Material shown
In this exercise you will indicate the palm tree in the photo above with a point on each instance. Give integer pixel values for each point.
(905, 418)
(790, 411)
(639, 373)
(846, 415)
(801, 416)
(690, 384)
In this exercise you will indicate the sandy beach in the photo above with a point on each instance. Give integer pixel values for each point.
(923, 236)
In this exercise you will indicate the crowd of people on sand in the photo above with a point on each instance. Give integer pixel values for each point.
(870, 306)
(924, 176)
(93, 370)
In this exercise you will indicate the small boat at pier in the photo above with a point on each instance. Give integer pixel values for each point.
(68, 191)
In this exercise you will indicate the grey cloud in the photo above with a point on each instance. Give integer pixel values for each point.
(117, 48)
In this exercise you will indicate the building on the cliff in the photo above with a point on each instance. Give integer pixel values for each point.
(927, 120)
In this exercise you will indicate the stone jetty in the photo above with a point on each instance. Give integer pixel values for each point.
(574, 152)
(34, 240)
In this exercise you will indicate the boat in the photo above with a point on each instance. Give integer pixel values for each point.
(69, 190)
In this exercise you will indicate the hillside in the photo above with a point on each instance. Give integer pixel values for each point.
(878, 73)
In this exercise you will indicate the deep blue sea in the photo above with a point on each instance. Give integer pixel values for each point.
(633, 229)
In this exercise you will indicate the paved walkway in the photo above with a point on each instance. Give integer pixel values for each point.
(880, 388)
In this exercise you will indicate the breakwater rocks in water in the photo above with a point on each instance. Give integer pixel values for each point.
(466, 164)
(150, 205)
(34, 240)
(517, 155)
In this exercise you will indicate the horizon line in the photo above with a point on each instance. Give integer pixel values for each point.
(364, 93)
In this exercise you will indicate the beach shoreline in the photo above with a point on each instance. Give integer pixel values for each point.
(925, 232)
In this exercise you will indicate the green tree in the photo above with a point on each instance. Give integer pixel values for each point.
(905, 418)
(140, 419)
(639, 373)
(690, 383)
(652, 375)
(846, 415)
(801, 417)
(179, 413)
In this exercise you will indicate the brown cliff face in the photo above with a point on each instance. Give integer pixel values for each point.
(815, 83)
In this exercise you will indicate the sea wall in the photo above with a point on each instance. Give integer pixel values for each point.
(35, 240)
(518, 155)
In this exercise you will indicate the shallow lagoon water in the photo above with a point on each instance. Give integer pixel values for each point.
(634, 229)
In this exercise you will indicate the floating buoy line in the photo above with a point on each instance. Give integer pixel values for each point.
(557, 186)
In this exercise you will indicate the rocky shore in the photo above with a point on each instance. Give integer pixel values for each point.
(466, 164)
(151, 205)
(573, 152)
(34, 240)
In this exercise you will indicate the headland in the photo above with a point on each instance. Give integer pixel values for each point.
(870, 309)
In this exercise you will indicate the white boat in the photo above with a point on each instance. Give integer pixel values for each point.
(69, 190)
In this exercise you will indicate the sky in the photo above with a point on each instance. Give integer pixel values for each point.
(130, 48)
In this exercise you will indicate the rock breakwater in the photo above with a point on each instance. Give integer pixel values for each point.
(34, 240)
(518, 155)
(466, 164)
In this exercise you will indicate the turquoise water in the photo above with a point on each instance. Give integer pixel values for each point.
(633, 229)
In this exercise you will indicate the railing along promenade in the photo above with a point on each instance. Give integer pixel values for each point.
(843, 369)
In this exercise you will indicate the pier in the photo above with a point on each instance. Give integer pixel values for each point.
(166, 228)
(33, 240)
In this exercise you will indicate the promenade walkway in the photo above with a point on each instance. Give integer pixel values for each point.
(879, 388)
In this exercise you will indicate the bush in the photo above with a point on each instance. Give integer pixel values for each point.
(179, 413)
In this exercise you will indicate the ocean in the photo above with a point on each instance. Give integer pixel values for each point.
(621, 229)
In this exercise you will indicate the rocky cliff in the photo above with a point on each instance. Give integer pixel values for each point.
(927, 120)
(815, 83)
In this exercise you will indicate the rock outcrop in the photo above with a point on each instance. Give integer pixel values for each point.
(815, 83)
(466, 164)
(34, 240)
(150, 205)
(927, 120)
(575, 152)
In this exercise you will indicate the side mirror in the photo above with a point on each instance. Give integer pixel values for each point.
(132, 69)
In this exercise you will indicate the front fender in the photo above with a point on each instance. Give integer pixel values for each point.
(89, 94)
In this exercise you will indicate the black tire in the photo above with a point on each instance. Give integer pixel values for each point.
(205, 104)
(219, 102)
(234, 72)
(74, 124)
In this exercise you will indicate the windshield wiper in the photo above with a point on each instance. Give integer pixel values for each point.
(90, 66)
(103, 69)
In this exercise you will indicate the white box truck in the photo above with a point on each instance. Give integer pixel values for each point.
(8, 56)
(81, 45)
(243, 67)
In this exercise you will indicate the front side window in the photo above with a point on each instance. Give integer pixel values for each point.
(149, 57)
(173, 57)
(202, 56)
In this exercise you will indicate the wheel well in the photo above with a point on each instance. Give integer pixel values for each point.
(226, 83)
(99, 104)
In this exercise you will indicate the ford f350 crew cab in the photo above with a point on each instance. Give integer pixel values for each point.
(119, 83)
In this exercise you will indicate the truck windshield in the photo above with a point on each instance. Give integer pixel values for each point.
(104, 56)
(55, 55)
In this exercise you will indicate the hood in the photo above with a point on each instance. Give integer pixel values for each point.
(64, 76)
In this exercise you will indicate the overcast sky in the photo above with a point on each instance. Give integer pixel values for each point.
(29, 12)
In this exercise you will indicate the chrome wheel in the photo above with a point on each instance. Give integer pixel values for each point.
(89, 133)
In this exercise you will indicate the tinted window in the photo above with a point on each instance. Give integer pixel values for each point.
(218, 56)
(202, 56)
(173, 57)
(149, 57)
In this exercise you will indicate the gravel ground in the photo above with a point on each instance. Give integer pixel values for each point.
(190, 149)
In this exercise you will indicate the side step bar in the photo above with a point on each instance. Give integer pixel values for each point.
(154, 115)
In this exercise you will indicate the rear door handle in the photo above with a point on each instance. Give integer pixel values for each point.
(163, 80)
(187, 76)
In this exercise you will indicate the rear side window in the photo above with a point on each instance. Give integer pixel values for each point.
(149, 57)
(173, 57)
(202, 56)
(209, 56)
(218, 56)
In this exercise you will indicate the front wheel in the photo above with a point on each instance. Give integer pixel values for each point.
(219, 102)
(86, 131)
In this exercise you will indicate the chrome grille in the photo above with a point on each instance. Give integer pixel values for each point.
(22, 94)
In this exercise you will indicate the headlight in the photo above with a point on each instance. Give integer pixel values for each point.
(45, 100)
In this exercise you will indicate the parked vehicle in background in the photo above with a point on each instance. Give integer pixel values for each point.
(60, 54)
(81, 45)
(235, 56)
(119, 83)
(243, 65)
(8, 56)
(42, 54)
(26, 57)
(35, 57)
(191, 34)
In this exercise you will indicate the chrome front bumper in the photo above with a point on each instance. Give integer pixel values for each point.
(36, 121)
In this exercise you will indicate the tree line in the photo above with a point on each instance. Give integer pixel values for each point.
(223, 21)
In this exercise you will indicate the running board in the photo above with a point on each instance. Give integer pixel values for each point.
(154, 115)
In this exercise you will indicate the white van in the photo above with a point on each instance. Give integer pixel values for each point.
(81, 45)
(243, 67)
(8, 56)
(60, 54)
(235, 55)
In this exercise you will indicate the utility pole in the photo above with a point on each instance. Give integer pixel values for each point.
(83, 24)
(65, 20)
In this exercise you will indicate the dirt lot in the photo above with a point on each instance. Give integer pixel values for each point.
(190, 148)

Exercise directions
Rescale the part that opens with the line containing "In this exercise you will indicate the parked" and runs through the end of the items, both ends included. Rewrite every line in that part, item text included, but multiply each point coordinate in the answers by 0.4 and round it to a whole number, with halves rounded up.

Final answer
In this exercise you will indicate the parked vehicle in background in the photo above with a point on each instance. Give integer pixel values for each point.
(24, 22)
(32, 18)
(94, 22)
(48, 33)
(97, 26)
(3, 22)
(17, 22)
(10, 23)
(14, 23)
(76, 14)
In this exercise you will indicate the chrome front bumper in the photo above with a point on each instance. Give integer pixel values for each point.
(14, 48)
In this exercise you will indicate the tree line in the photo above with a point on each instance. Give integer pixel values for each point.
(89, 8)
In this exercise you will indicate the running board in the photo above with a point on each instance. Give integer pixel values for each point.
(62, 46)
In this exercise you will indicate the white van in the photo above with a point on each instance. Give integer pixel values for each point.
(32, 18)
(97, 27)
(3, 22)
(24, 22)
(94, 22)
In this exercise you will indicate the utility pole in the photo above with a point on each instance. Give integer pixel values for each point.
(33, 10)
(26, 8)
In this exercise you will indicate the dirt lot in the photo above with a point on each instance. Give integer pixel values for each point.
(76, 59)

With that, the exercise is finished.